→ **Work required**
What is needed is an exact transcription of the line containing "Target: long dark hair" and every line after it through the end of the entries below, with no pictures.

→ **Listed entries**
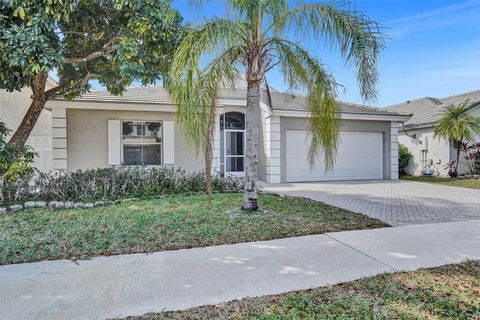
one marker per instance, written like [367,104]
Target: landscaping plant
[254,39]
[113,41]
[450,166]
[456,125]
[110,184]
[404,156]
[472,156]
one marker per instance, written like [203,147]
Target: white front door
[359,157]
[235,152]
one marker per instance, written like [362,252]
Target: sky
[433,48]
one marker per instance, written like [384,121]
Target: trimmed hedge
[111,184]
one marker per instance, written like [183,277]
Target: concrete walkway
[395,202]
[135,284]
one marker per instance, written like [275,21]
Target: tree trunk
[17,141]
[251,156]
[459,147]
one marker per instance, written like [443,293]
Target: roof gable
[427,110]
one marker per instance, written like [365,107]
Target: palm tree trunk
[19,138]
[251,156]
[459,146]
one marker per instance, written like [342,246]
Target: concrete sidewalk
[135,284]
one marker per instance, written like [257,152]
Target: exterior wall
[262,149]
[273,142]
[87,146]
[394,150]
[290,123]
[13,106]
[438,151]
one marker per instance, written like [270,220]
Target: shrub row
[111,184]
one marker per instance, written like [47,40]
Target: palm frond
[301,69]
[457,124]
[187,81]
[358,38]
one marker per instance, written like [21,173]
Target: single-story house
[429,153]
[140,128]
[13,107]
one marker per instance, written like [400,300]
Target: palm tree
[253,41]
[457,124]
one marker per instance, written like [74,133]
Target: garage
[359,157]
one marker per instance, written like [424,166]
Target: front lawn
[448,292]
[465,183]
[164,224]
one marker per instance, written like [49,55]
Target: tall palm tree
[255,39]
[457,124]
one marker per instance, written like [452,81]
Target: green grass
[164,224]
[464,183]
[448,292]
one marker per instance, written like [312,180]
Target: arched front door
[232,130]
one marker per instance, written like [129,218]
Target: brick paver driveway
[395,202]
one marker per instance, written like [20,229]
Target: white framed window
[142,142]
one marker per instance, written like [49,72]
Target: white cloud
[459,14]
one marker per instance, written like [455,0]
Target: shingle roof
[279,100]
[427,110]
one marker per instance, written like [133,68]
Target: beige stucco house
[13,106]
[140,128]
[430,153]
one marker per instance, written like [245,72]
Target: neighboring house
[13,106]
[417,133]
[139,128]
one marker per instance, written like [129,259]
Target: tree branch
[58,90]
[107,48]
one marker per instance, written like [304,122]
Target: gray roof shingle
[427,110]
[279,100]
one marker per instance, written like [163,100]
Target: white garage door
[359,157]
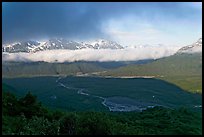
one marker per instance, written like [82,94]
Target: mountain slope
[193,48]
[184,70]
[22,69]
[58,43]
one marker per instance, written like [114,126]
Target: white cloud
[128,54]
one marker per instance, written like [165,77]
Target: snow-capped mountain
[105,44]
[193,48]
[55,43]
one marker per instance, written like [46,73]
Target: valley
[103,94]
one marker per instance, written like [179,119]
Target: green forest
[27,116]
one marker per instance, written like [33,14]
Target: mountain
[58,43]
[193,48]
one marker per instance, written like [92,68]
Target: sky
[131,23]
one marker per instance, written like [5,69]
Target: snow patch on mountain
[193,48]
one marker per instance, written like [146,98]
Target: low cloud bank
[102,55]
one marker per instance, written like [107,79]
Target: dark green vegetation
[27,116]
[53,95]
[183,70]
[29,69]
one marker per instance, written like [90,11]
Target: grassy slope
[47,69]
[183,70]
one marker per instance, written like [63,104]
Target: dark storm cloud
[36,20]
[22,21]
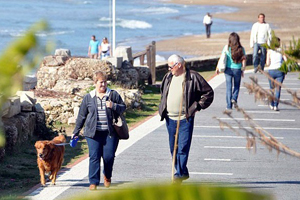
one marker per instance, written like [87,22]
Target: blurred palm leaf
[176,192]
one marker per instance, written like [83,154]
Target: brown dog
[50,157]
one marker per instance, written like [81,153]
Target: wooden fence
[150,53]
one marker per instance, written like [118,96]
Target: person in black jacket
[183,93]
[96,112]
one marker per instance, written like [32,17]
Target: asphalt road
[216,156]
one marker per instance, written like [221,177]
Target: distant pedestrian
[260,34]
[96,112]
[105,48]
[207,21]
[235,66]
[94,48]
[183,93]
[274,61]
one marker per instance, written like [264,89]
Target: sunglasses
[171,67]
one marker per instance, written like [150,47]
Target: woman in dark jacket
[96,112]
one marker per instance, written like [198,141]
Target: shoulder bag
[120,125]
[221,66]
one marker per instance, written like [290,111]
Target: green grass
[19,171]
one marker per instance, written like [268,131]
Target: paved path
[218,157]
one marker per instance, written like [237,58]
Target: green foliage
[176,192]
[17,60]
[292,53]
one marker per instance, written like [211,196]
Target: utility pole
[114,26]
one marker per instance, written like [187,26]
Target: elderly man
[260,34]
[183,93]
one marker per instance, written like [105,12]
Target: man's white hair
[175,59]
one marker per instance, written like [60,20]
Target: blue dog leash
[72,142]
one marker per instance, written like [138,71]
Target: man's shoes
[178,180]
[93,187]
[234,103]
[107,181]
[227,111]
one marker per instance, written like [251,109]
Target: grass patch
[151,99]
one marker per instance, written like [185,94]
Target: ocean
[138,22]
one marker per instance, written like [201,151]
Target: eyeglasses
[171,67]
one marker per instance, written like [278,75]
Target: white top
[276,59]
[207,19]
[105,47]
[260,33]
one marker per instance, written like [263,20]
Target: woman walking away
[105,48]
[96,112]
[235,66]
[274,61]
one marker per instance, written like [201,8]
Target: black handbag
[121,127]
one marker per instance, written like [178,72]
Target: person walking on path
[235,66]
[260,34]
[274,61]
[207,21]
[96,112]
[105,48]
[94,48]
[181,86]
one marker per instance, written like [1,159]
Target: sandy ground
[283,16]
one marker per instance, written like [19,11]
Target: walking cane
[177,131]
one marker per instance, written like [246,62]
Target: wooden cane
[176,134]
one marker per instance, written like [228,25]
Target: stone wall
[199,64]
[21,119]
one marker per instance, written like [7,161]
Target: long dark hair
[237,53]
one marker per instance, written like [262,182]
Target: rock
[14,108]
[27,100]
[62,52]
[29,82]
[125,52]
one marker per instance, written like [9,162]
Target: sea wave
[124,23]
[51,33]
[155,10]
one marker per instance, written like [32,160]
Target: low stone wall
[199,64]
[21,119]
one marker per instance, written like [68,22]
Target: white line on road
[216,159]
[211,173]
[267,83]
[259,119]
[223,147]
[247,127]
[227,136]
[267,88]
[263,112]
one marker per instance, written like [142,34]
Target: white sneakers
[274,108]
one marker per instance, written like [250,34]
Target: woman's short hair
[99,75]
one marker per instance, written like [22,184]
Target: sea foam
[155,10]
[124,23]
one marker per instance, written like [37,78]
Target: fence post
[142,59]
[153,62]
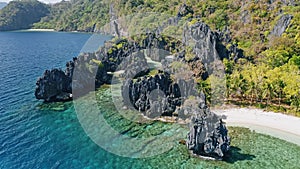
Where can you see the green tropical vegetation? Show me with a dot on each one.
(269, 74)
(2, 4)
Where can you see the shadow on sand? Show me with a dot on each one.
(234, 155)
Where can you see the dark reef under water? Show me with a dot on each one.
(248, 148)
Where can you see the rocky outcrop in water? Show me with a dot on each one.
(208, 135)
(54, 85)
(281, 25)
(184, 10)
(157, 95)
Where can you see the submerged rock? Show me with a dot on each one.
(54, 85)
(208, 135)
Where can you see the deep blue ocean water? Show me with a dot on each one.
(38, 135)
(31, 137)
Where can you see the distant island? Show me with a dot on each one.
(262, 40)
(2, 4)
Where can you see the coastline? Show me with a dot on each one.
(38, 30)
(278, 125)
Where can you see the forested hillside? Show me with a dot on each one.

→ **Written reply**
Target: long dark hair
[237,53]
one marker per instance, written like [262,182]
Target: rock
[14,108]
[27,100]
[62,52]
[29,82]
[125,52]
one marker per instance, written like [9,162]
Target: sea wave
[124,23]
[51,33]
[155,10]
one marker per instance, written like [32,160]
Target: low stone wall
[199,64]
[21,119]
one marker per instance, written like [68,22]
Target: white line on road
[216,159]
[211,173]
[267,83]
[259,119]
[223,147]
[247,127]
[227,136]
[267,88]
[263,112]
one marker per instance, written like [142,34]
Target: white sneakers
[274,108]
one marker per instance, written like [250,34]
Target: woman's short hair
[99,75]
one marker per instance, written like [22,184]
Target: sea foam
[155,10]
[124,23]
one marker per instance, written like [37,78]
Target: fence post
[142,59]
[153,62]
Where can you see the green tropical vegetation? Show me with a dot on each one.
(269, 74)
(2, 4)
Where can you see the shadow on sand? Show me with a dot on each one.
(234, 155)
Where can you see the dark reef under water? Show me with a dot on each one.
(248, 148)
Where can you see the rocky outcrop in water? Show me with a dot on each one.
(208, 135)
(54, 85)
(281, 25)
(184, 10)
(157, 95)
Where can you see the submerged rock? Show me with a dot on each one.
(54, 85)
(208, 135)
Where can you see the deep blue ocean water? Show me with a dot on each one.
(38, 135)
(31, 137)
Where can you see the distant island? Show me with a dot on each one.
(262, 40)
(2, 4)
Where can you see the coastline? Show me with a dot on each one.
(38, 30)
(278, 125)
Where can you see the forested hillside? Show me with a dot on each one.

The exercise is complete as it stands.